**Provided passage:**
··········

Kristi L. Noem, the Republican governor of South Dakota, won reelection to her second term in November and has gained attention within conservative circles for shrugging off restrictions and mandates in her state during the pandemic. She has claimed the state got through the pandemic “better than virtually every other state,” though South Dakota in 2020 had among the highest coronavirus infections and death tolls per capita.
Her team is already watching potential rivals on the national stage, with one adviser contrasting her with DeSantis late last year and a spokesman openly criticizing the Florida governor’s record on abortion. Noem will be in Washington on Wednesday to speak at the America First Policy Institute, discussing China. But it’s not clear Noem will take the plunge for 2024. She recently told CBS News that she’s “not convinced” that she needs to run for president but that she also believes “that this country needs somebody to lead us that has a vision.”

··········

**Task instructions:**
1) In the passage about Kristi Noem, what organization will she speak at in Washington on Wednesday?
2) In the passage about Kristi Noem, switch "pandemic" to "health crisis" in everything from "Kristi L. Noem, the" down to "tolls per capita.".
3) Summarize the passage about Kristi Noem in two sentences.

··········

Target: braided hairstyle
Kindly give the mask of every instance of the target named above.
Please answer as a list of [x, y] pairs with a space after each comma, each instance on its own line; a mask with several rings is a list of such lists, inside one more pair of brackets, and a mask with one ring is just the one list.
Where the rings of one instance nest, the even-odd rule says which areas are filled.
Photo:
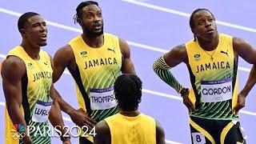
[[142, 100], [142, 82], [134, 74], [122, 74], [114, 82], [114, 91], [119, 107], [123, 111], [138, 110]]
[[34, 12], [26, 12], [19, 17], [18, 20], [18, 29], [20, 33], [21, 33], [21, 29], [24, 29], [25, 23], [27, 22], [27, 20], [34, 15], [40, 15], [40, 14]]
[[[193, 13], [192, 13], [192, 14], [190, 15], [190, 29], [191, 29], [192, 32], [193, 32], [193, 29], [194, 28], [194, 15], [197, 12], [202, 11], [202, 10], [206, 10], [206, 11], [208, 11], [208, 12], [213, 16], [213, 18], [214, 18], [214, 20], [215, 20], [215, 18], [214, 18], [214, 14], [213, 14], [209, 10], [207, 10], [207, 9], [197, 9], [197, 10], [194, 10]], [[194, 34], [194, 42], [197, 41], [197, 38], [196, 38], [195, 34]]]
[[90, 5], [96, 5], [98, 6], [98, 4], [97, 2], [94, 1], [86, 1], [86, 2], [81, 2], [77, 9], [76, 9], [76, 14], [74, 14], [74, 23], [78, 22], [78, 18], [82, 18], [82, 8], [87, 6], [90, 6]]

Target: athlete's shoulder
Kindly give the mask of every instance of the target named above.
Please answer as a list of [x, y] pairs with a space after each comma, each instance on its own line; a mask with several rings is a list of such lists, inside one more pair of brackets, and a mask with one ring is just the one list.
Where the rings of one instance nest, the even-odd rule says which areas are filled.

··········

**Answers for each item:**
1) The America First Policy Institute.

2)
Kristi L. Noem, the Republican governor of South Dakota, won reelection to her second term in November and has gained attention within conservative circles for shrugging off restrictions and mandates in her state during the health crisis. She has claimed the state got through the health crisis “better than virtually every other state,” though South Dakota in 2020 had among the highest coronavirus infections and death tolls per capita.

3) Kristi L. Noem, the Republican governor of South Dakota, won a second term in November and has gained conservative attention for shrugging off pandemic restrictions and mandates, though her state had among the highest coronavirus infections and death tolls per capita in 2020. Her team is already watching potential national rivals such as DeSantis, but it is not clear whether she will run for president in 2024.